__Short exercise__
Transcribe every one of the records below, line by line, keeping each word, number and punctuation mark unchanged.

__Provided information__
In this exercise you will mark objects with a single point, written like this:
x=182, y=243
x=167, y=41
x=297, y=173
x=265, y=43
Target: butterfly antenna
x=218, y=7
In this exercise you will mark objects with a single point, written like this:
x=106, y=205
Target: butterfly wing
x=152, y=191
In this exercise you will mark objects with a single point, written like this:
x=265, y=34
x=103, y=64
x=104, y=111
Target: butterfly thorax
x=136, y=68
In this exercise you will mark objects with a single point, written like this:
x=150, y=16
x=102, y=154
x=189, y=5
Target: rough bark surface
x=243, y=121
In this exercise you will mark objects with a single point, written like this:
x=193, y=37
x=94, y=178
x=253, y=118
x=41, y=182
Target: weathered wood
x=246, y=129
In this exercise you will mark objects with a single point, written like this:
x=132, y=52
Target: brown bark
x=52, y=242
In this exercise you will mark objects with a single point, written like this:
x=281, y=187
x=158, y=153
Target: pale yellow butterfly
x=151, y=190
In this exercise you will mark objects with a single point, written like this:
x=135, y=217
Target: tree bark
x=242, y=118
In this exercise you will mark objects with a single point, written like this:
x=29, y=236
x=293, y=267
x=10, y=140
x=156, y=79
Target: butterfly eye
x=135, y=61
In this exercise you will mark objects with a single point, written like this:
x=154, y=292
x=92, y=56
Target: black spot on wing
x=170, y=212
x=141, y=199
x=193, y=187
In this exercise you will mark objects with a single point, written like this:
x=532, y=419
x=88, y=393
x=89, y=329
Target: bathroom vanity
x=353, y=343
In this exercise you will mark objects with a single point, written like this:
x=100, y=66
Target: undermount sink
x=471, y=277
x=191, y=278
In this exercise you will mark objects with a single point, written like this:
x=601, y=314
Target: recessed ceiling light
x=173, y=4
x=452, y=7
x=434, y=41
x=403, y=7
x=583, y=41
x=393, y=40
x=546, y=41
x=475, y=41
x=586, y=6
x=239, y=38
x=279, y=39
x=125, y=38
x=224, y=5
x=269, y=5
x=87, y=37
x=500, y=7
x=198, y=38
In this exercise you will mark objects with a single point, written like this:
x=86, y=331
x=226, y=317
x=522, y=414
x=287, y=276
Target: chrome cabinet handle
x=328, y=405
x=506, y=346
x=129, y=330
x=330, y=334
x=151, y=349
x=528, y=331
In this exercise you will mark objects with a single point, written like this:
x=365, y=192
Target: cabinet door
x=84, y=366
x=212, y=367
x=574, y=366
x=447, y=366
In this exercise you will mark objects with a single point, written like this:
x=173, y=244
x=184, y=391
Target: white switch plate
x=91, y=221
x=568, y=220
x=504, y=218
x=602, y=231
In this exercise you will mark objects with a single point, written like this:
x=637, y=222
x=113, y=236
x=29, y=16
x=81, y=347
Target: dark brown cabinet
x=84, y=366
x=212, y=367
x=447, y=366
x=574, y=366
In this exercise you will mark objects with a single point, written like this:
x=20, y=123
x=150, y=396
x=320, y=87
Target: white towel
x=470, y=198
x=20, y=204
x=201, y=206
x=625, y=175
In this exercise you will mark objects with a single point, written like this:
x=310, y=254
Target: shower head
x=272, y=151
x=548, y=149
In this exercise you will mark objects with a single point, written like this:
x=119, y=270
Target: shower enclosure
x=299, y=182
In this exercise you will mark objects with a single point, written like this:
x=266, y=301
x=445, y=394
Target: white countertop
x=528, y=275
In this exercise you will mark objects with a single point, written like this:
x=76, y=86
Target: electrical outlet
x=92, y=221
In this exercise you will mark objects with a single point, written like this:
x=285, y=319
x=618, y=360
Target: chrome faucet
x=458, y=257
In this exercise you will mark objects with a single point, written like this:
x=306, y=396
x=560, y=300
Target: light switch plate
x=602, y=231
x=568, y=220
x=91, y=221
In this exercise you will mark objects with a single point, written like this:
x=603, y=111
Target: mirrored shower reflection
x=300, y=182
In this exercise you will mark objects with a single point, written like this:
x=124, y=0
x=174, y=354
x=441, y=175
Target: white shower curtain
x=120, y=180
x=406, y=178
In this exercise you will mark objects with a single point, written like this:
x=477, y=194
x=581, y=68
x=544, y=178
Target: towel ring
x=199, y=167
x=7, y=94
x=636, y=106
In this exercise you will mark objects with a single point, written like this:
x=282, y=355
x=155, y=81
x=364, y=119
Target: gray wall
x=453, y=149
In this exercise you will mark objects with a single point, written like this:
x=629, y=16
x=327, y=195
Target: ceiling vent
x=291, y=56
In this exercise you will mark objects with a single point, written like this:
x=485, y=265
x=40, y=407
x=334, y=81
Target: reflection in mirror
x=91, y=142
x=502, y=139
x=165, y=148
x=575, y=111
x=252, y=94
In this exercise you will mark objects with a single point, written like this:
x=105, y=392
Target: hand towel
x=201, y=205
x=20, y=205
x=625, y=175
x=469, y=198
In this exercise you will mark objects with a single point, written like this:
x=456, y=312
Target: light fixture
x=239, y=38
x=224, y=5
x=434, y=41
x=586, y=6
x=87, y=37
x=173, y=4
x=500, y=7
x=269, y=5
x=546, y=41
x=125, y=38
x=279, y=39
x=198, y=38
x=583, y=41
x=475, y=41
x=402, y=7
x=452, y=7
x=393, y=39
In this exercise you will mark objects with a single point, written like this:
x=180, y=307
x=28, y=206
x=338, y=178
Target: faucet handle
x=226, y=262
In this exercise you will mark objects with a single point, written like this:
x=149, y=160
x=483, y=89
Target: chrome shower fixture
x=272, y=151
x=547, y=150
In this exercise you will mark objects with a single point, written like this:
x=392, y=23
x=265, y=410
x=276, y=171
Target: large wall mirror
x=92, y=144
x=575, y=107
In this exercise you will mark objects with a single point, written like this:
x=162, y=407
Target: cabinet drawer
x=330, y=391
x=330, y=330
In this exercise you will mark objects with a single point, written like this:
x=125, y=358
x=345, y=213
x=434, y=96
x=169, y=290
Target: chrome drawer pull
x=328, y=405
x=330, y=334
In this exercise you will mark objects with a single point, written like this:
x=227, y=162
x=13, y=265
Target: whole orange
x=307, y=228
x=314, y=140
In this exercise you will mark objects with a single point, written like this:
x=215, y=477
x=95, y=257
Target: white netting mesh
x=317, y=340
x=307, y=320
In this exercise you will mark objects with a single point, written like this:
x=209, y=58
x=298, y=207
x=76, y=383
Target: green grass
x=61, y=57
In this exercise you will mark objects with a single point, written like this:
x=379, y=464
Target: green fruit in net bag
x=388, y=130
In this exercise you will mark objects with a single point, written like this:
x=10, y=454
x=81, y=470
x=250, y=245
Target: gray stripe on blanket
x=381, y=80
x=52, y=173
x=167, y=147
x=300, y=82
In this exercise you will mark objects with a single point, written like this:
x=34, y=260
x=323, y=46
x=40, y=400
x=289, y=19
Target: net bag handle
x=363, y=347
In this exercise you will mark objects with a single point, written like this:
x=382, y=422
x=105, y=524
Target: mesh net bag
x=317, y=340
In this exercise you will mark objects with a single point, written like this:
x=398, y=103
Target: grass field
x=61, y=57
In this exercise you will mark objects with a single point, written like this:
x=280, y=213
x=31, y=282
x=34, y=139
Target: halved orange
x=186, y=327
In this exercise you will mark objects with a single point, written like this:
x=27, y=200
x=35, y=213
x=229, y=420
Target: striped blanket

__Solution to the problem__
In this exercise you will mark objects with a single point, written like this:
x=182, y=243
x=167, y=41
x=297, y=173
x=265, y=43
Target: butterfly antenna
x=218, y=7
In this exercise you will mark objects with a single point, written like this:
x=106, y=205
Target: butterfly wing
x=152, y=191
In this exercise you will mark objects with a single point, written like this:
x=265, y=34
x=103, y=64
x=104, y=111
Target: butterfly thorax
x=136, y=68
In this exercise you will mark objects with a single point, written like this:
x=150, y=16
x=102, y=154
x=189, y=5
Target: rough bark surface
x=243, y=121
In this exercise you will mark objects with a single point, written like this:
x=193, y=37
x=94, y=178
x=253, y=118
x=41, y=182
Target: weathered wood
x=246, y=129
In this exercise you will mark objects with a single point, written like this:
x=132, y=52
Target: brown bark
x=52, y=242
In this exercise you will mark objects with a single point, written like this:
x=281, y=187
x=158, y=153
Target: pale yellow butterfly
x=151, y=190
In this exercise you will mark objects with a single point, written like this:
x=135, y=217
Target: tree bark
x=242, y=118
In this exercise you will mark objects with a single point, written like this:
x=29, y=236
x=293, y=267
x=10, y=140
x=156, y=79
Target: butterfly eye
x=135, y=61
In this exercise you will mark objects with a single point, written like this:
x=154, y=292
x=92, y=56
Target: black spot on wing
x=170, y=212
x=141, y=199
x=193, y=187
In this exercise you will mark objects with a single point, written like this:
x=532, y=419
x=88, y=393
x=89, y=329
Target: bathroom vanity
x=353, y=343
In this exercise you will mark objects with a single point, written like this:
x=100, y=66
Target: undermount sink
x=471, y=277
x=191, y=278
In this exercise you will mark objects with a single point, written like this:
x=601, y=314
Target: recessed ceiling light
x=173, y=4
x=452, y=7
x=434, y=41
x=403, y=7
x=583, y=41
x=393, y=40
x=546, y=41
x=475, y=41
x=586, y=6
x=239, y=38
x=279, y=39
x=125, y=38
x=224, y=5
x=269, y=5
x=87, y=37
x=500, y=7
x=198, y=38
In this exercise you will mark objects with a single point, written like this:
x=86, y=331
x=226, y=317
x=522, y=414
x=287, y=276
Target: chrome cabinet handle
x=328, y=405
x=506, y=346
x=129, y=330
x=330, y=334
x=151, y=349
x=528, y=331
In this exercise you will mark objects with a single point, written like this:
x=365, y=192
Target: cabinet door
x=84, y=366
x=212, y=367
x=574, y=366
x=447, y=366
In this exercise you will mark objects with a single point, written like this:
x=173, y=244
x=184, y=391
Target: white switch plate
x=91, y=221
x=568, y=220
x=504, y=218
x=602, y=231
In this exercise you will mark objects with a single point, written like this:
x=637, y=222
x=113, y=236
x=29, y=16
x=81, y=347
Target: dark brown cabinet
x=84, y=366
x=212, y=367
x=447, y=366
x=574, y=366
In this exercise you will mark objects with a single point, written like this:
x=20, y=123
x=150, y=396
x=320, y=87
Target: white towel
x=470, y=198
x=20, y=204
x=201, y=206
x=625, y=175
In this exercise you will mark objects with a single point, written like this:
x=310, y=254
Target: shower head
x=272, y=151
x=548, y=149
In this exercise you will mark objects with a single point, written like this:
x=119, y=270
Target: shower enclosure
x=299, y=182
In this exercise you will mark objects with a single point, written like this:
x=266, y=301
x=445, y=394
Target: white countertop
x=528, y=275
In this exercise you will mark objects with a single point, written like this:
x=76, y=86
Target: electrical outlet
x=92, y=221
In this exercise you will mark objects with a single point, written like this:
x=285, y=319
x=618, y=360
Target: chrome faucet
x=458, y=257
In this exercise you will mark objects with a single point, written like this:
x=306, y=396
x=560, y=300
Target: light switch plate
x=602, y=231
x=568, y=220
x=91, y=221
In this exercise you will mark objects with a single point, written like this:
x=603, y=111
Target: mirrored shower reflection
x=300, y=182
In this exercise you will mark objects with a single point, written like this:
x=124, y=0
x=174, y=354
x=441, y=175
Target: white shower curtain
x=120, y=180
x=406, y=178
In this exercise you will mark objects with a single point, written like this:
x=477, y=194
x=581, y=68
x=544, y=178
Target: towel ring
x=199, y=167
x=7, y=94
x=636, y=106
In this exercise you will mark objects with a single point, written like this:
x=282, y=355
x=155, y=81
x=364, y=119
Target: gray wall
x=453, y=149
In this exercise you will mark objects with a single point, written like this:
x=629, y=16
x=327, y=195
Target: ceiling vent
x=291, y=56
In this exercise you will mark objects with a single point, written like this:
x=485, y=265
x=40, y=407
x=334, y=81
Target: reflection in mirror
x=91, y=142
x=502, y=139
x=165, y=148
x=575, y=111
x=252, y=94
In this exercise you will mark objects with a single point, written like this:
x=105, y=392
Target: hand towel
x=201, y=205
x=20, y=205
x=625, y=175
x=469, y=198
In this exercise you will mark objects with a single point, written like this:
x=456, y=312
Target: light fixture
x=239, y=38
x=224, y=5
x=434, y=41
x=586, y=6
x=87, y=37
x=173, y=4
x=500, y=7
x=269, y=5
x=546, y=41
x=125, y=38
x=279, y=39
x=198, y=38
x=583, y=41
x=475, y=41
x=402, y=7
x=452, y=7
x=393, y=39
In this exercise you will mark objects with a single point, written like this:
x=180, y=307
x=28, y=206
x=338, y=178
Target: faucet handle
x=226, y=262
In this exercise you will mark objects with a single point, written like this:
x=149, y=160
x=483, y=89
Target: chrome shower fixture
x=272, y=151
x=547, y=150
In this exercise you will mark objects with a single point, written like this:
x=392, y=23
x=265, y=410
x=276, y=171
Target: large wall mirror
x=92, y=144
x=575, y=107
In this exercise you will mark objects with a single point, written like this:
x=162, y=407
Target: cabinet drawer
x=330, y=391
x=330, y=330
In this exercise you will mark objects with a single point, written like this:
x=125, y=358
x=345, y=213
x=434, y=96
x=169, y=290
Target: chrome drawer pull
x=328, y=405
x=330, y=334
In this exercise you will mark objects with a single point, written like this:
x=227, y=162
x=13, y=265
Target: whole orange
x=307, y=228
x=314, y=140
In this exercise you will mark objects with a single point, written like this:
x=215, y=477
x=95, y=257
Target: white netting mesh
x=317, y=340
x=307, y=320
In this exercise you will mark objects with a single point, written like this:
x=209, y=58
x=298, y=207
x=76, y=383
Target: green grass
x=61, y=57
In this exercise you will mark objects with a single point, written like this:
x=379, y=464
Target: green fruit in net bag
x=388, y=130
In this exercise you will mark objects with a single point, written like this:
x=10, y=454
x=81, y=470
x=250, y=245
Target: gray stripe on blanket
x=381, y=80
x=52, y=173
x=167, y=147
x=300, y=82
In this exercise you will mark objects with a single point, written like this:
x=34, y=260
x=323, y=46
x=40, y=400
x=289, y=19
Target: net bag handle
x=363, y=347
In this exercise you will mark objects with a single point, written like this:
x=382, y=422
x=105, y=524
Target: mesh net bag
x=317, y=340
In this exercise you will mark objects with a single point, written like this:
x=398, y=103
Target: grass field
x=61, y=57
In this exercise you will mark objects with a single point, written like this:
x=280, y=213
x=31, y=282
x=34, y=139
Target: halved orange
x=186, y=327
In this exercise you will mark objects with a single point, written like this:
x=27, y=200
x=35, y=213
x=229, y=420
Target: striped blanket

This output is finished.